> _GOAL_
Count the lines that contain the string "rubber", treating uppercase and lowercase as different, and give only the number.

— Start RECORDS TO PROCESS —

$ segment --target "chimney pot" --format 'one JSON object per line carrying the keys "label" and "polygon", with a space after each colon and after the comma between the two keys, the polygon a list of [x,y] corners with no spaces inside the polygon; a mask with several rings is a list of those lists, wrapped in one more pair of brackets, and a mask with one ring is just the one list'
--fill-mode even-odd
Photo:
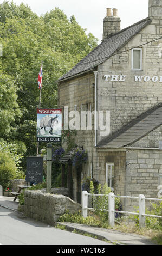
{"label": "chimney pot", "polygon": [[107,17],[111,17],[112,16],[112,9],[107,8]]}
{"label": "chimney pot", "polygon": [[118,9],[116,9],[116,8],[113,9],[113,16],[114,17],[118,17]]}

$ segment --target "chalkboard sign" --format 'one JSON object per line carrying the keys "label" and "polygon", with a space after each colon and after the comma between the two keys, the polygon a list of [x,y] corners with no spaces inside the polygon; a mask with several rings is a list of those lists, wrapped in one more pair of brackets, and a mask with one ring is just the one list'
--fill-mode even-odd
{"label": "chalkboard sign", "polygon": [[27,182],[41,183],[43,181],[43,157],[29,156],[27,157]]}

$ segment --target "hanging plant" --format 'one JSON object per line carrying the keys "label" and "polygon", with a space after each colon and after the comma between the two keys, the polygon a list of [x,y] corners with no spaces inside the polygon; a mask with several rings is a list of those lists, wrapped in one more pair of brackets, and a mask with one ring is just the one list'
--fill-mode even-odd
{"label": "hanging plant", "polygon": [[73,166],[80,166],[86,162],[88,154],[84,149],[77,148],[74,150],[72,155],[72,164]]}

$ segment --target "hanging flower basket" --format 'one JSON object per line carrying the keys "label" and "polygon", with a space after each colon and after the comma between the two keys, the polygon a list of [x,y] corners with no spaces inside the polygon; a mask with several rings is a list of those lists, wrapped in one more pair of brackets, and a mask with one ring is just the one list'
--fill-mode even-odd
{"label": "hanging flower basket", "polygon": [[72,155],[72,164],[77,167],[81,166],[88,159],[88,154],[84,149],[77,148]]}

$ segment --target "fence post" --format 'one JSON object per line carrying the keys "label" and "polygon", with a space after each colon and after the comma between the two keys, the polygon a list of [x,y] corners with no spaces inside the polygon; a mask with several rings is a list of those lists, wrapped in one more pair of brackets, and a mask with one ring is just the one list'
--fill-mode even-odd
{"label": "fence post", "polygon": [[88,192],[87,191],[82,192],[82,214],[84,218],[86,218],[88,215]]}
{"label": "fence post", "polygon": [[142,228],[145,225],[145,196],[140,194],[139,196],[139,227]]}
{"label": "fence post", "polygon": [[108,222],[109,225],[115,225],[115,197],[114,193],[108,194]]}

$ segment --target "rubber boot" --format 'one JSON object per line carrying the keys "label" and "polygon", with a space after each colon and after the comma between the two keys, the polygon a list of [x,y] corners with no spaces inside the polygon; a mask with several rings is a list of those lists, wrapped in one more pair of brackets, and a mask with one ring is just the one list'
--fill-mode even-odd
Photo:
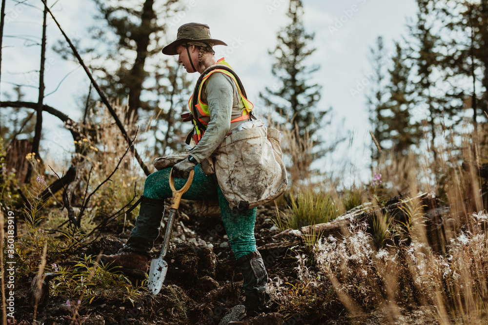
{"label": "rubber boot", "polygon": [[246,316],[253,317],[267,312],[264,306],[264,291],[267,286],[268,274],[261,254],[254,251],[237,259],[237,262],[243,274]]}
{"label": "rubber boot", "polygon": [[164,209],[164,200],[142,196],[136,227],[127,243],[117,254],[101,255],[101,261],[105,264],[111,263],[112,267],[119,267],[113,268],[115,271],[139,279],[145,278],[149,251],[159,235]]}

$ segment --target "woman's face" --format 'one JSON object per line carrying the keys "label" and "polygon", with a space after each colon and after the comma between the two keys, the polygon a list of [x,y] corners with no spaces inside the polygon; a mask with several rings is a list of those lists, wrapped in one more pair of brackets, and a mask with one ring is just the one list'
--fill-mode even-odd
{"label": "woman's face", "polygon": [[[191,56],[192,61],[193,65],[197,66],[198,64],[198,51],[195,47],[195,45],[190,45],[188,49],[190,51],[190,55]],[[196,72],[191,66],[190,63],[190,59],[188,57],[188,51],[186,48],[183,45],[180,45],[176,48],[176,52],[178,54],[178,63],[181,63],[183,67],[188,73]]]}

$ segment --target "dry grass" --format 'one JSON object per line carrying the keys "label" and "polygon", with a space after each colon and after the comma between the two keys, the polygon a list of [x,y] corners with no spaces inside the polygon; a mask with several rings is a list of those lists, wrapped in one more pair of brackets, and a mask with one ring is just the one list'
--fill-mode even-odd
{"label": "dry grass", "polygon": [[[429,306],[440,324],[486,324],[488,215],[478,174],[486,162],[480,153],[486,149],[473,145],[468,136],[460,150],[452,148],[437,148],[435,159],[430,152],[383,157],[377,166],[382,184],[369,186],[362,194],[363,199],[381,206],[383,199],[400,193],[405,197],[421,191],[436,193],[445,208],[436,224],[443,244],[440,251],[431,247],[432,229],[426,225],[425,206],[405,199],[406,221],[377,218],[374,232],[387,237],[388,245],[375,245],[373,235],[377,234],[370,233],[374,225],[360,224],[352,226],[345,237],[319,240],[311,250],[316,261],[311,267],[306,266],[309,257],[298,256],[297,281],[286,284],[276,278],[270,284],[270,296],[282,312],[306,314],[314,308],[315,314],[326,315],[345,307],[354,316],[379,310],[394,323],[406,308]],[[362,195],[357,196],[360,200]],[[350,206],[345,198],[343,202]],[[299,294],[293,289],[296,287],[301,288]],[[332,294],[318,294],[331,289]]]}

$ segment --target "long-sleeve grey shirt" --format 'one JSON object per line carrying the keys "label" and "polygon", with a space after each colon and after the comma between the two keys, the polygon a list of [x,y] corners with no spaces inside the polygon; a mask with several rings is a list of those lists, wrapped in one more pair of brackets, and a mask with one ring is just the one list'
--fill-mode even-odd
{"label": "long-sleeve grey shirt", "polygon": [[[201,99],[208,105],[208,124],[202,139],[189,153],[201,162],[214,152],[225,135],[245,121],[232,123],[232,119],[242,115],[244,108],[237,86],[232,79],[220,72],[210,75],[203,84]],[[197,98],[193,98],[198,100]]]}

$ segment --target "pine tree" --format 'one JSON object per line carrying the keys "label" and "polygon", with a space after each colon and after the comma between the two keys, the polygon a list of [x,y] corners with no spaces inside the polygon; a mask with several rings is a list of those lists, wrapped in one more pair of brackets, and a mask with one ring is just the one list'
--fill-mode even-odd
{"label": "pine tree", "polygon": [[274,57],[271,73],[279,82],[259,95],[265,105],[277,115],[274,119],[277,124],[290,131],[284,152],[291,161],[289,171],[292,183],[307,178],[313,160],[333,150],[342,140],[336,139],[325,148],[318,132],[330,121],[324,121],[327,111],[315,107],[320,100],[322,86],[310,80],[319,66],[307,65],[307,59],[315,49],[309,46],[314,34],[305,31],[303,14],[302,1],[290,0],[286,14],[290,23],[278,32],[278,44],[269,52]]}
{"label": "pine tree", "polygon": [[[371,142],[371,162],[377,161],[380,157],[381,145],[387,138],[386,134],[387,124],[383,117],[383,112],[387,109],[386,101],[387,94],[386,91],[386,60],[387,59],[386,50],[383,42],[383,38],[379,36],[376,39],[375,48],[370,49],[371,52],[371,62],[373,68],[371,76],[371,87],[370,93],[366,96],[366,100],[369,112],[369,124],[371,126],[372,133],[376,140],[380,145],[380,148],[376,147],[374,141]],[[373,166],[371,166],[373,168]]]}
{"label": "pine tree", "polygon": [[321,122],[326,111],[315,109],[320,100],[322,87],[309,81],[318,65],[307,66],[306,59],[315,51],[309,43],[314,34],[305,31],[302,16],[303,7],[300,0],[290,0],[287,16],[291,21],[278,34],[278,45],[270,55],[275,57],[271,73],[279,80],[279,85],[266,87],[260,97],[281,116],[282,123],[292,132],[298,129],[300,137],[307,132],[313,136],[323,127]]}
{"label": "pine tree", "polygon": [[[374,71],[374,89],[368,96],[370,122],[375,139],[384,154],[407,154],[412,145],[422,137],[421,126],[412,118],[414,98],[410,69],[405,50],[395,42],[392,66],[385,74],[386,50],[383,38],[378,38],[377,47],[371,50]],[[379,158],[376,145],[372,148],[372,159]]]}
{"label": "pine tree", "polygon": [[430,134],[430,149],[437,155],[435,139],[437,129],[441,124],[446,101],[445,96],[439,94],[436,88],[438,76],[435,72],[439,64],[438,52],[440,37],[433,32],[432,11],[430,5],[432,0],[417,0],[419,11],[417,21],[410,26],[410,34],[412,41],[410,42],[410,57],[413,60],[418,81],[414,83],[416,91],[416,105],[426,107],[427,116],[425,119],[426,130]]}
{"label": "pine tree", "polygon": [[[87,61],[101,88],[122,102],[128,97],[125,122],[147,125],[141,131],[152,131],[155,152],[162,155],[181,150],[183,134],[191,128],[178,124],[190,85],[175,58],[161,53],[169,38],[166,34],[169,18],[181,9],[178,1],[94,1],[99,14],[98,25],[90,33],[96,45],[83,47],[82,43],[78,48],[85,57],[97,58]],[[57,49],[69,57],[69,52]]]}
{"label": "pine tree", "polygon": [[386,106],[390,114],[385,118],[392,152],[405,155],[412,145],[419,143],[422,133],[420,122],[414,120],[410,114],[415,102],[410,86],[410,65],[406,62],[405,50],[400,44],[396,42],[395,47],[396,55],[393,57],[393,67],[389,70],[390,82],[387,87],[390,98]]}

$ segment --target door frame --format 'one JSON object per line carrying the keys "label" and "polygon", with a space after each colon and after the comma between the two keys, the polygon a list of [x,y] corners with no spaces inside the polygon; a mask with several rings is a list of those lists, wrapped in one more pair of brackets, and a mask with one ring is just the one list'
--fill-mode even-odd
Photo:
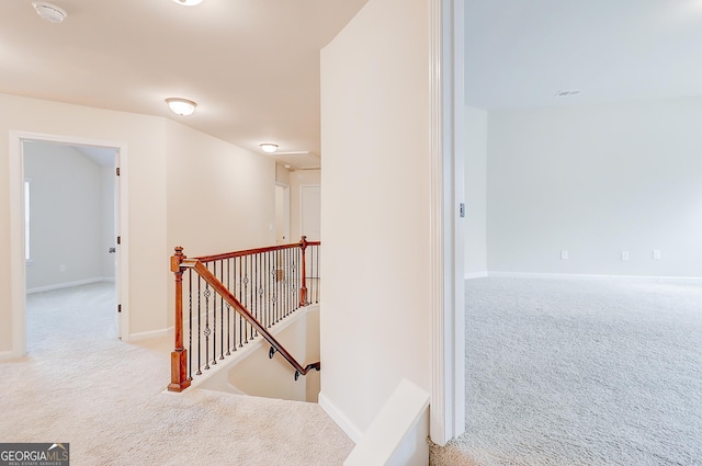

— End RECORDS TO PROCESS —

> _RESPONSE TO THE TASK_
3